Rebuscando entre viejos papeles me he topado con este artículo -"Maastrich: un mal sueño de la razón"- escrito hace 18 años. No está mal darle un repaso.
Desde el campo conservador se ha criticado
siempre a la izquierda revolucionaria con el argumento de que las revoluciones
rompen el ritmo natural de las sociedades, que es lento, al intentar cambiar de
forma abrupta el orden social existente; la revolución rompe la evolución. Así,
los programas revolucionarios son productos de la razón; diseños de sociedades
ideales que se llevan a la práctica por encima de los propios humanos. El
futuro ideal construido por el intelecto puro debe suplantar al pasado y al
presente. Este es el temperamento que lleva a las revoluciones, escribe
Ortega y Gasset. Quiere el temperamento racionalista que el cuerpo social se
amolde, cueste lo que cueste, a la cuadrícula de conceptos que su razón pura ha
forjado, añade el filósofo madrileño en El tema de nuestro tiempo.
Antes, otro conservador, Edmund Burke, se
oponía a la instauración de un orden nuevo aunque fuera fruto de un acuerdo
(contrato social), porque éste expresaría la voluntad de los vivos pero no la
de los muertos, representada por la tradición.
-.-.-
* Tareas
1) En el artículo sobre la crítica conservadora a la revolución, ¿en qué obra hace Ortega y Gasset la observación sobre el temperamento racionalista?
2) Continúa el artículo sobre la crítica conservadora a la revolución a partir de su última oración.

* Extracto de datos
-.-.-
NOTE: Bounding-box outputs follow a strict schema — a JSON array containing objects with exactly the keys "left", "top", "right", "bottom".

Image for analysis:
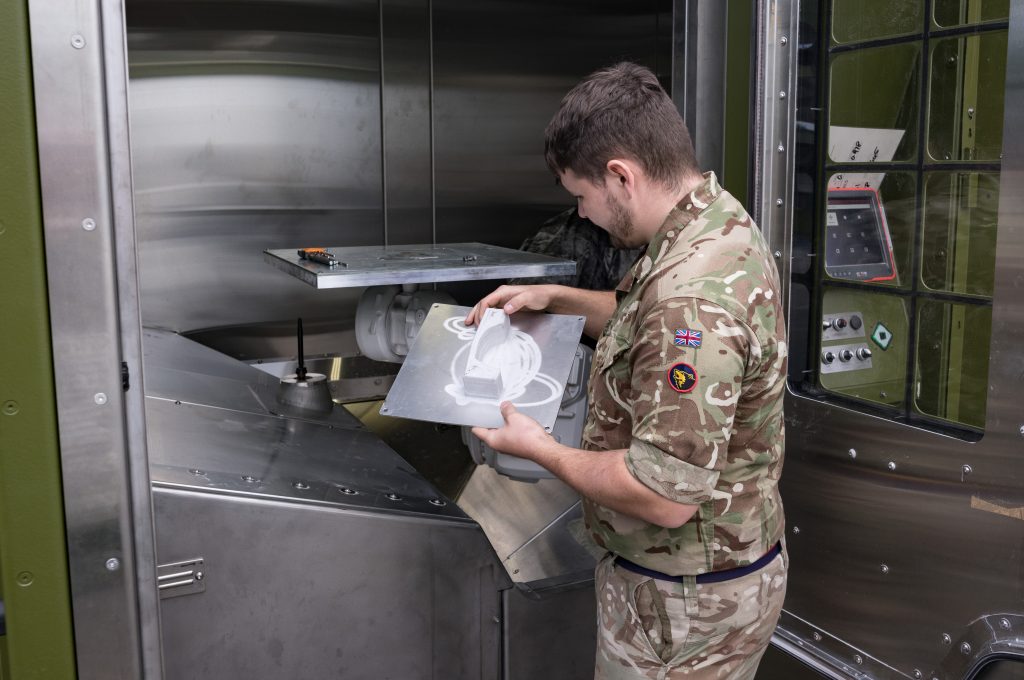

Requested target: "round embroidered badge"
[{"left": 669, "top": 364, "right": 697, "bottom": 394}]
-.-.-
* Respuestas en orden
1) En El tema de nuestro tiempo.

2)
En nombre de la lenta (y frecuentemente
injusta) evolución de la sociedad se han condenado dichos proyectos de cambio
-que expresaban las aspiraciones de las clases subalternas, en tanto que las
doctrinas conservadoras, incluida la teología, eran la legitimación del orden
establecido por los estamentos dominantes- y la forma drástica y convulsa de llevarlos
a la práctica, consecuencia tanto de la urgencia de las necesidades subalternas
como de la resistencia de los estamentos dominantes a ceder un ápice de unas
prerrogativas que consideraban naturales y eternas.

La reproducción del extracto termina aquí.